[[ Task material, beginning ]]

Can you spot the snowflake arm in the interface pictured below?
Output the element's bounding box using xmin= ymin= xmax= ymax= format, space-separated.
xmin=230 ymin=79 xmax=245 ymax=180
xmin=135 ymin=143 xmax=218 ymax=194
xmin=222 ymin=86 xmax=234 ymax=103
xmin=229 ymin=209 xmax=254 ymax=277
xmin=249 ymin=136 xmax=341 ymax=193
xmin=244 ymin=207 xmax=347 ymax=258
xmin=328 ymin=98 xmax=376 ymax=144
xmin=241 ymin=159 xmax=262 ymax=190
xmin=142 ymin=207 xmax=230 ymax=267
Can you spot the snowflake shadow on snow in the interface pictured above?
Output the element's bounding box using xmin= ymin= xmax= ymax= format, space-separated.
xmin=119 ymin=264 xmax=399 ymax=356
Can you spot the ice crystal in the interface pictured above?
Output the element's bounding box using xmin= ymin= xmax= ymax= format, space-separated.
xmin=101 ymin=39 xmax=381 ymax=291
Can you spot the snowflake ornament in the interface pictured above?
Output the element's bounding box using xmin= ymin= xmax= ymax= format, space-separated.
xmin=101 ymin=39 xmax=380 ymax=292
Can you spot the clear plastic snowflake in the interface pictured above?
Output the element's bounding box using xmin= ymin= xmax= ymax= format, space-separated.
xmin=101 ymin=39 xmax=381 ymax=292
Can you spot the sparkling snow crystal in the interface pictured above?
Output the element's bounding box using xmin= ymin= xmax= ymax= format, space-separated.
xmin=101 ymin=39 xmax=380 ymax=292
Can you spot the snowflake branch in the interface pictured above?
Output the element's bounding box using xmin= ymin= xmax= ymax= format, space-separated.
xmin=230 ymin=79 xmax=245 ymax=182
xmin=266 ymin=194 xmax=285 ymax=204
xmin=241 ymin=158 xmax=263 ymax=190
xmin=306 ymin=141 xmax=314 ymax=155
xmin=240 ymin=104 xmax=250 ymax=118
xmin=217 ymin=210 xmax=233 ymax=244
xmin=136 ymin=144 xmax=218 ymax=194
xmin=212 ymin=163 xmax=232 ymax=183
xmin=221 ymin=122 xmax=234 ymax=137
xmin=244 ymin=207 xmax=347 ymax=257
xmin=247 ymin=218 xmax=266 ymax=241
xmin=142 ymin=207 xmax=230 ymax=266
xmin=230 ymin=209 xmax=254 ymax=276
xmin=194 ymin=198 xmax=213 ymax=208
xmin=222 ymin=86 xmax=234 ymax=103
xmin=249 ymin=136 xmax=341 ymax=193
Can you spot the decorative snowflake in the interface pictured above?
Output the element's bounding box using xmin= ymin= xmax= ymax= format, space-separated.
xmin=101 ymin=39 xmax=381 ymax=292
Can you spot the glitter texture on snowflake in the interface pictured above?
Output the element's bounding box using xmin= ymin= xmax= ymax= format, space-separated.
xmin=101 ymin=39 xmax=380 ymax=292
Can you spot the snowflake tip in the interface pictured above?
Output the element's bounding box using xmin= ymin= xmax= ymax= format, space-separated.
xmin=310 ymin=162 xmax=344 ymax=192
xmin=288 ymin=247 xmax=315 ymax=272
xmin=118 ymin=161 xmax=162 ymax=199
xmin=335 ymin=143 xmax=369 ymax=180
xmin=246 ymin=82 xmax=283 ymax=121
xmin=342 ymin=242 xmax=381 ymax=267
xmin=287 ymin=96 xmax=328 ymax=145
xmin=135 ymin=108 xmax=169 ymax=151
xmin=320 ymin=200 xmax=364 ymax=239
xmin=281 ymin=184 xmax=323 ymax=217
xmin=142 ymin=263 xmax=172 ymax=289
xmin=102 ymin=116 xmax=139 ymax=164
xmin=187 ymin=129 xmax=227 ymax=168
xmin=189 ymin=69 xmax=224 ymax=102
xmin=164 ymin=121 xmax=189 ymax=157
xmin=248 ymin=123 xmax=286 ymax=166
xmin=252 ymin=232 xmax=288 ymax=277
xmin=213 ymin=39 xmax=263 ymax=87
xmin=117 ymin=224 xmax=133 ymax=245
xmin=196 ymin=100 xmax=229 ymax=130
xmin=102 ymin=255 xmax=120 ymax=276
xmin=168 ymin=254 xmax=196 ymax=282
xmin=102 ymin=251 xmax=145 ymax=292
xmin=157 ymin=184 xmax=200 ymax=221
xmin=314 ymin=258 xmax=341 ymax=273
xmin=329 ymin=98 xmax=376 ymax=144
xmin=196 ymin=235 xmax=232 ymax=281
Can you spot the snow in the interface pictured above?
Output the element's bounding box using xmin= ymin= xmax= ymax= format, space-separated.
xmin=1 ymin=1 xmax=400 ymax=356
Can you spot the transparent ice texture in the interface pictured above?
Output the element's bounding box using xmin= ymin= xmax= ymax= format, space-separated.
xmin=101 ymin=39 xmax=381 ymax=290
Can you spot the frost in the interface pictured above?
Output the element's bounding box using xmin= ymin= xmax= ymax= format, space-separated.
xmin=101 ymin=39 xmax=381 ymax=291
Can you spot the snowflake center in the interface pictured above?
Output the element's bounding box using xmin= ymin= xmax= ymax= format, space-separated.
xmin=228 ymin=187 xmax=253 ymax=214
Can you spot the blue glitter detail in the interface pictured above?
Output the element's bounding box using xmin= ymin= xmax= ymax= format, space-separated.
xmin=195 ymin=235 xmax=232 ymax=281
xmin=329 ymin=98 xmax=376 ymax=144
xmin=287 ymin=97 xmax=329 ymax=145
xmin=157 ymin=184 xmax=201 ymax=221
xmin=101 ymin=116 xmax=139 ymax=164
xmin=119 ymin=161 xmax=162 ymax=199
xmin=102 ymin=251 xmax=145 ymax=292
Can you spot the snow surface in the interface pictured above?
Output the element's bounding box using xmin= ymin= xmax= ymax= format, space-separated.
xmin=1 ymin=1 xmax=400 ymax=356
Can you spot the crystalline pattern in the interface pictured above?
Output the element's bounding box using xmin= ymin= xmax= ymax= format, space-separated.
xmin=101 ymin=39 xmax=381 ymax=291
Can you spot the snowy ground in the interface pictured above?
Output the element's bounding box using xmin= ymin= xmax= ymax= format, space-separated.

[[ Task material, end ]]

What the task requires =
Copy every line of the listing, exact to the last character.

Solution to this task =
Can you spot the snowflake arm in the interface pictured below?
Output the element's bounding box using xmin= ymin= xmax= ymax= format, space-separated.
xmin=230 ymin=79 xmax=245 ymax=180
xmin=135 ymin=143 xmax=218 ymax=194
xmin=222 ymin=86 xmax=234 ymax=103
xmin=229 ymin=209 xmax=254 ymax=277
xmin=249 ymin=136 xmax=341 ymax=193
xmin=244 ymin=207 xmax=347 ymax=258
xmin=328 ymin=98 xmax=376 ymax=144
xmin=241 ymin=159 xmax=262 ymax=190
xmin=142 ymin=207 xmax=230 ymax=267
Can you spot the snowflake shadow on snow in the interface pictured above?
Output the element's bounding box using xmin= ymin= xmax= ymax= format, space-separated.
xmin=119 ymin=264 xmax=399 ymax=356
Can you spot the ice crystal in the interface pictured above?
Output the element's bounding box using xmin= ymin= xmax= ymax= format, space-separated.
xmin=101 ymin=39 xmax=381 ymax=291
Can you spot the snowflake ornament in the interface pictured above?
Output the element's bounding box using xmin= ymin= xmax= ymax= format, space-separated.
xmin=101 ymin=39 xmax=380 ymax=292
Can you spot the clear plastic snowflake in the interface pictured above?
Output the element's bounding box using xmin= ymin= xmax= ymax= format, space-separated.
xmin=101 ymin=39 xmax=381 ymax=292
Can you spot the sparkling snow crystal in the interface pictured above?
Output the element's bounding box using xmin= ymin= xmax= ymax= format, space-separated.
xmin=101 ymin=39 xmax=380 ymax=292
Can you spot the snowflake branch in the interface pictured above?
Output the element's bounding box using xmin= ymin= xmax= ymax= format, space-separated.
xmin=230 ymin=79 xmax=245 ymax=182
xmin=266 ymin=194 xmax=285 ymax=204
xmin=241 ymin=158 xmax=263 ymax=190
xmin=306 ymin=141 xmax=314 ymax=155
xmin=240 ymin=104 xmax=250 ymax=118
xmin=217 ymin=210 xmax=233 ymax=244
xmin=136 ymin=144 xmax=218 ymax=194
xmin=212 ymin=163 xmax=232 ymax=183
xmin=221 ymin=122 xmax=234 ymax=137
xmin=244 ymin=207 xmax=347 ymax=257
xmin=247 ymin=218 xmax=266 ymax=241
xmin=142 ymin=207 xmax=230 ymax=266
xmin=230 ymin=209 xmax=254 ymax=276
xmin=194 ymin=198 xmax=213 ymax=208
xmin=222 ymin=86 xmax=234 ymax=103
xmin=249 ymin=136 xmax=341 ymax=193
Can you spot the decorative snowflake in the interface pictured above?
Output the element's bounding box using xmin= ymin= xmax= ymax= format, space-separated.
xmin=101 ymin=39 xmax=381 ymax=292
Can you spot the glitter texture on snowflake in the interface pictured above?
Output the element's bounding box using xmin= ymin= xmax= ymax= format, space-separated.
xmin=101 ymin=39 xmax=380 ymax=292
Can you spot the snowflake tip in the interface pictured above?
Output the element's bounding box using xmin= ymin= xmax= ymax= format, space-separated.
xmin=310 ymin=162 xmax=344 ymax=192
xmin=288 ymin=247 xmax=315 ymax=272
xmin=118 ymin=161 xmax=162 ymax=199
xmin=335 ymin=143 xmax=369 ymax=180
xmin=246 ymin=82 xmax=283 ymax=121
xmin=342 ymin=242 xmax=381 ymax=267
xmin=287 ymin=96 xmax=328 ymax=145
xmin=135 ymin=108 xmax=169 ymax=151
xmin=320 ymin=200 xmax=364 ymax=239
xmin=281 ymin=184 xmax=323 ymax=217
xmin=142 ymin=263 xmax=172 ymax=289
xmin=102 ymin=116 xmax=139 ymax=164
xmin=187 ymin=129 xmax=227 ymax=168
xmin=189 ymin=69 xmax=224 ymax=102
xmin=164 ymin=121 xmax=189 ymax=157
xmin=248 ymin=123 xmax=286 ymax=166
xmin=252 ymin=232 xmax=288 ymax=277
xmin=213 ymin=39 xmax=263 ymax=87
xmin=117 ymin=224 xmax=133 ymax=245
xmin=196 ymin=100 xmax=229 ymax=130
xmin=102 ymin=255 xmax=120 ymax=276
xmin=168 ymin=254 xmax=196 ymax=282
xmin=102 ymin=251 xmax=145 ymax=292
xmin=157 ymin=184 xmax=200 ymax=221
xmin=314 ymin=258 xmax=341 ymax=273
xmin=329 ymin=98 xmax=376 ymax=144
xmin=196 ymin=235 xmax=232 ymax=281
Can you spot the snow in the interface pictured above?
Output the element's bounding box using xmin= ymin= xmax= ymax= format, space-separated.
xmin=1 ymin=1 xmax=400 ymax=356
Can you spot the transparent ice texture in the interface pictured above?
Output the element's bounding box using xmin= ymin= xmax= ymax= format, space-separated.
xmin=101 ymin=39 xmax=381 ymax=290
Can you spot the frost in the interface pictured above?
Output the element's bounding box using xmin= ymin= xmax= ymax= format, space-separated.
xmin=101 ymin=39 xmax=381 ymax=291
Can you spot the snowflake center in the interface pictured above?
Output the element's bounding box using xmin= ymin= xmax= ymax= format, space-separated.
xmin=228 ymin=187 xmax=253 ymax=214
Can you spot the blue glitter detail in the interface pictured above?
Output the element's bounding box using xmin= ymin= xmax= ymax= format, space-separated.
xmin=195 ymin=235 xmax=232 ymax=281
xmin=329 ymin=98 xmax=376 ymax=144
xmin=287 ymin=97 xmax=329 ymax=145
xmin=157 ymin=184 xmax=201 ymax=221
xmin=101 ymin=116 xmax=139 ymax=164
xmin=119 ymin=161 xmax=162 ymax=199
xmin=102 ymin=251 xmax=145 ymax=292
Can you spot the snow surface in the interface pictured above?
Output the element's bounding box using xmin= ymin= xmax= ymax= format, space-separated.
xmin=1 ymin=1 xmax=400 ymax=356
Can you spot the crystalline pattern in the interface pictured above?
Output the element's bounding box using xmin= ymin= xmax= ymax= format, space-separated.
xmin=101 ymin=39 xmax=381 ymax=291
Can you spot the snowy ground in the interface pictured above?
Output the element's bounding box using xmin= ymin= xmax= ymax= format, space-separated.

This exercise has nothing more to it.